> **Materials provided**:
=====
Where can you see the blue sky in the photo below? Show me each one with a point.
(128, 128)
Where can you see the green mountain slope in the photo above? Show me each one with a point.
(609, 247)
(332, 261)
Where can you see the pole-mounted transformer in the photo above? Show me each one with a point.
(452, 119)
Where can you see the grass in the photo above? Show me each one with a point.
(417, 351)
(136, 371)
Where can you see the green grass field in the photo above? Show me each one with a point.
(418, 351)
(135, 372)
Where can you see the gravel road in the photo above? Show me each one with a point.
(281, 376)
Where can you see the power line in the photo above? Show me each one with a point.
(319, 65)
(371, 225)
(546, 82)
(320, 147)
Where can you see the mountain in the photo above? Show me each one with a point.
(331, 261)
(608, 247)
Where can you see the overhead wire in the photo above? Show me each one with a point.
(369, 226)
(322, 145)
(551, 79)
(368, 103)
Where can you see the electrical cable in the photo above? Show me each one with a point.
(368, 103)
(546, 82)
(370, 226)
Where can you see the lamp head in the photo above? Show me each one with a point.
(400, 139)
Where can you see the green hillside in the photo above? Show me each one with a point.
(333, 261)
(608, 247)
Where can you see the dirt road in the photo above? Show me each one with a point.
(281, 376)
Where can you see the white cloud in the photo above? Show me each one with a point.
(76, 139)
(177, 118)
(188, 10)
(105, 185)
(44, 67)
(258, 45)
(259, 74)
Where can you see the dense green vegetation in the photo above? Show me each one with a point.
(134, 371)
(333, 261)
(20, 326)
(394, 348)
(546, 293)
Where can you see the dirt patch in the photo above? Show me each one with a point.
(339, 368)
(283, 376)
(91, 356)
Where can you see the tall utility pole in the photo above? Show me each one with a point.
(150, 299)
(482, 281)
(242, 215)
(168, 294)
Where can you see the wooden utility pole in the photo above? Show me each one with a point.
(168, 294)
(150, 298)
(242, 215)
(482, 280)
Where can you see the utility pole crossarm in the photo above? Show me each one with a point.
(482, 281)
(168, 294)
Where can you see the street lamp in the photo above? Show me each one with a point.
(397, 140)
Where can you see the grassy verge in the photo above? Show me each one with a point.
=====
> **Exercise instructions**: Transcribe each entry precisely, missing none.

> **Solution for this problem**:
Where can you see the blue sky in the photo below? Show me each one with a point.
(128, 128)
Where can you see the green mountain slope in the photo above? Show me each one with a point.
(609, 247)
(332, 261)
Where can you see the pole-mounted transformer in the photo above? Show me each one with a point.
(452, 119)
Where can you see the grass in the photo above? Show me each one with a point.
(417, 351)
(136, 371)
Where can you see the green grass field in the photo above? Show me each one with a point.
(418, 351)
(135, 372)
Where can you see the gravel road in the photo above? Show me each one with a point.
(281, 376)
Where can you see the power line in the photo above? Show me each one with a point.
(319, 65)
(371, 225)
(546, 82)
(320, 147)
Where can you see the mountain in the photo above? Show me each one with a point.
(331, 261)
(608, 247)
Where can you see the overhead wire in the photo above? Show me each one with a point.
(369, 226)
(322, 145)
(551, 79)
(368, 103)
Where can you see the electrical cable in the photo above? Show me each one with a point.
(368, 103)
(546, 82)
(370, 226)
Where can you see the lamp head in the photo above? Show me each one with a point.
(400, 139)
Where can you see the green hillside in the photo above? Show me each one with a point.
(333, 261)
(608, 247)
Where can you see the dirt road in the photo above? Show me each one with a point.
(281, 376)
Where can you see the white cloud in the photo above? Show me each one with a point.
(76, 139)
(177, 118)
(188, 10)
(105, 185)
(44, 67)
(258, 45)
(259, 74)
Where can you see the dense green vegetation in the photo above? Show me each one with a point.
(134, 371)
(333, 261)
(20, 326)
(394, 348)
(546, 293)
Where can you see the dirt patch in the photo above? Show me each one with a point.
(339, 368)
(283, 376)
(91, 356)
Where can you see the tall utility pole in the photo above? Show me each one with a point.
(150, 299)
(482, 281)
(242, 215)
(168, 294)
Where can you see the wooden utility pole in the photo above? Show me each one with a point.
(168, 294)
(150, 298)
(242, 215)
(482, 280)
Where can you see the utility pole crossarm in the photo above? Show me each one with a point.
(482, 281)
(168, 294)
Where can you see the street lamp in the photo above? Show me each one with a point.
(397, 140)
Where can you see the grassy verge in the photo above? Show me each one with a point.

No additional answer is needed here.